> Text extract
++++++++++

An Extremum Principle for Smooth Problems

Abstract

We derive an extremum principle. It can be treated as an intermediate result between the celebrated smooth-convex extremum principle due to Ioffe and Tikhomirov and the Dubovitskii–Milyutin theorem. The proof of this principle is based on a simple generalization of the Fermat’s theorem, the smooth-convex extremum principle and the local implicit function theorem. An integro-differential example illustrating the new principle is presented.

1. Introduction

Let us consider the following problem:

(P) minimize locally in both variables the function

$$f_0:X\times Y\to \mathbb{R}$$

(1)

under constraints

$$f(x,u)=0,$$

(2)

$$u\in U,$$

(3)

where $f:X\times Y\to Z$, X, Y, Z are real Banach spaces, $U\subset Y$ is a fixed set. By a local in $(x,u)$ solution to this problem we mean a pair $(x_{*},u_{*})\in X\times Y$ satisfying the constraints (2), (3) and such that

$$f_0(x_{*},u_{*})\le f_0(x,u)$$

(4)

for any pair $(x,u)\in V_{x_{*}}\times V_{u_{*}}$ satisfying the constraints, where $V_{x_{*}}$ is a neighborhood of $x_{*}$ in X and $U_{u_{*}}$ is a neighborhood of $u_{*}$ in Y.

The aim of the paper is to derive an extremum principle for the problem (P), giving necessary conditions for its solution. Such conditions allow one to find pairs $(x,u)$ suspected of being the solutions of the problem under consideration. More precisely, points that do not satisfy the necessary conditions cannot be the solutions.

There are two known main powerful tools giving the necessary conditions for problems of such a type. The first of them—the smooth-convex extremum principle due to Ioffe and Tikhomirov (see [1] (Part 1.1.2, Theorem 3) and also Theorem 2 below)—can be used to study local in x solutions to (P). Besides the standard smoothness and regularity assumptions in x imposed on $f_0$ and f, it contains a “convexity” assumption imposed on these functions with respect to u. In this theorem, one does not require the closedness of U nor non-emptiness of the interior of U. The second tool is the Dubovitskii–Milyutin theorem (see [2,3,4] for a systematic exposition). From this theorem, one can deduce necessary conditions for local in $(x,u)$ solution to (P). In the formulation of this theorem, some cones and the corresponding conjugate cones appear. To use the useful characterizations of the cones, it must be assumed that $f_0$ and f are smooth with respect to $(x,u)$ and the set U is closed and has a non-empty interior.

++++++++++

> Data
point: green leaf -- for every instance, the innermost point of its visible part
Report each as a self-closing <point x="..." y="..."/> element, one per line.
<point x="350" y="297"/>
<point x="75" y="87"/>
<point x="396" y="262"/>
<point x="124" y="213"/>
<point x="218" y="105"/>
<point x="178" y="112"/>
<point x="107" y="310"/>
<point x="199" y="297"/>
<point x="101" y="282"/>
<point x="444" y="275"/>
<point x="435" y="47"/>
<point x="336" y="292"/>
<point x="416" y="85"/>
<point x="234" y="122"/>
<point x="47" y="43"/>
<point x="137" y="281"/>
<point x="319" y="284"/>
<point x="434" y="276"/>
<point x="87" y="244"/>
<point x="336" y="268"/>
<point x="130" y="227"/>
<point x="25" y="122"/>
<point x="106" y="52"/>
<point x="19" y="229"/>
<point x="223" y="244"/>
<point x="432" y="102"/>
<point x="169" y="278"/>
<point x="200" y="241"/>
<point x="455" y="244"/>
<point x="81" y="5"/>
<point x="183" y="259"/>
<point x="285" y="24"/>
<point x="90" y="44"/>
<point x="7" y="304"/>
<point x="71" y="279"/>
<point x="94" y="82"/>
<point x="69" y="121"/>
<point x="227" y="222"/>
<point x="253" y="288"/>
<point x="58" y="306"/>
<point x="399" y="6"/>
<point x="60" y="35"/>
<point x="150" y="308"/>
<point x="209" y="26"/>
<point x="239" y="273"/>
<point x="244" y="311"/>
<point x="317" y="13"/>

++++++++++

> Stated problem 1
Please reproduce the passage from the extremum principle text verbatim, starting with "for any pair" and going on through "be the solutions.".
> Stated problem 2
List every line of the records that contains the string "each", counting only matches with the same case.

> Task answer 1
for any pair $(x,u)\in V_{x_{*}}\times V_{u_{*}}$ satisfying the constraints, where $V_{x_{*}}$ is a neighborhood of $x_{*}$ in X and $U_{u_{*}}$ is a neighborhood of $u_{*}$ in Y.

The aim of the paper is to derive an extremum principle for the problem (P), giving necessary conditions for its solution. Such conditions allow one to find pairs $(x,u)$ suspected of being the solutions of the problem under consideration. More precisely, points that do not satisfy the necessary conditions cannot be the solutions.

> Task answer 2
Report each as a self-closing <point x="..." y="..."/> element, one per line.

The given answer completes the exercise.